▶ **Task material**:

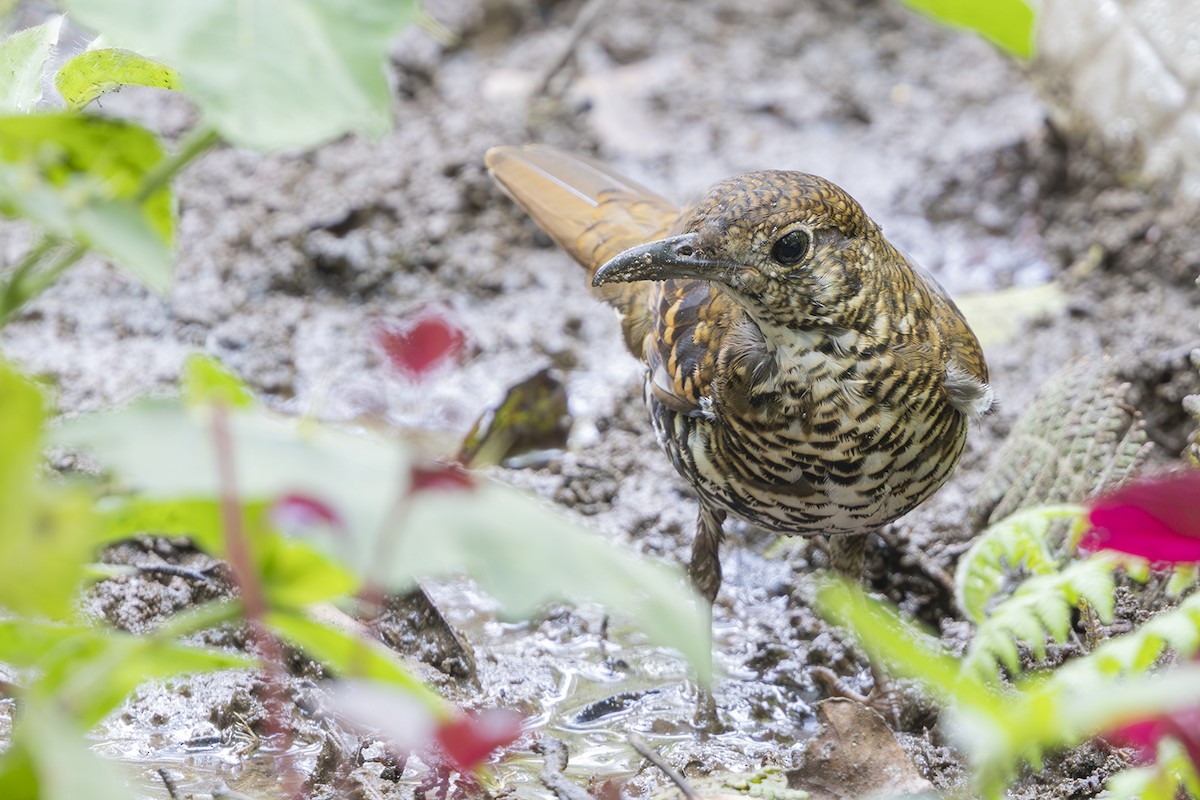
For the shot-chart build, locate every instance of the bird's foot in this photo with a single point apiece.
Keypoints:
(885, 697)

==

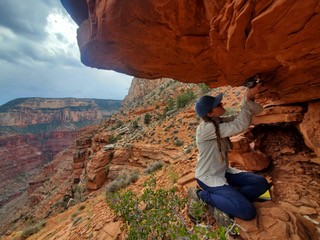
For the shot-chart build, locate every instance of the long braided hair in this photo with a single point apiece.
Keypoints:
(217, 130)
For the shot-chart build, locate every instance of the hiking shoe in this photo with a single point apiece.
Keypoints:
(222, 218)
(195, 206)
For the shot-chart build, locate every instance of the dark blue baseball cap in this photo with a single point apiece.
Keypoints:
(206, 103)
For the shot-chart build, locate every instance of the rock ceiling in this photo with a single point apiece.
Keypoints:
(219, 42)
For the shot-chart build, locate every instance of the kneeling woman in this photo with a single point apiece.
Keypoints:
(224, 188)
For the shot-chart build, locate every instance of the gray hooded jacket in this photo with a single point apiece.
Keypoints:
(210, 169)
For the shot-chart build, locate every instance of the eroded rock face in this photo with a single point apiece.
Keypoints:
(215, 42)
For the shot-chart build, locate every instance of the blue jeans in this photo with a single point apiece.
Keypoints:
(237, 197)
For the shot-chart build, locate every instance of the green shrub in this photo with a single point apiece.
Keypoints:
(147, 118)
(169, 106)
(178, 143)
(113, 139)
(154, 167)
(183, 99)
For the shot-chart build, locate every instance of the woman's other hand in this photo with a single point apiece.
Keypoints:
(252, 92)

▶ **What to work on**: Show a copy of each line from the records above in which the string "shot" occurs.

▶ **Result of this task**:
For the shot-chart build, locate every instance of the bird's foot in this photo with a single point apiece.
For the shot-chart build, locate every instance of the long braided hair in this photo with a single point apiece.
For the shot-chart build, locate every instance of the hiking shoe in this photo with a single point apiece.
For the shot-chart build, locate every instance of the dark blue baseball cap in this photo with a single point apiece.
For the shot-chart build, locate every instance of the rock ceiling in this photo with a single point apiece.
For the shot-chart build, locate every instance of the kneeling woman in this photo with a single point apiece.
For the shot-chart build, locate every instance of the gray hooded jacket in this photo with a single point apiece.
For the shot-chart build, locate every instance of the eroded rock face in this photo with a single point apiece.
For the shot-chart build, locate every instance of the blue jeans in this photo with a single point apiece.
For the shot-chart build, locate every instance of the green shrub in this photo with a single point apiece.
For the shot-chart build, locate every instance of the woman's other hand in this photo with a single point apiece.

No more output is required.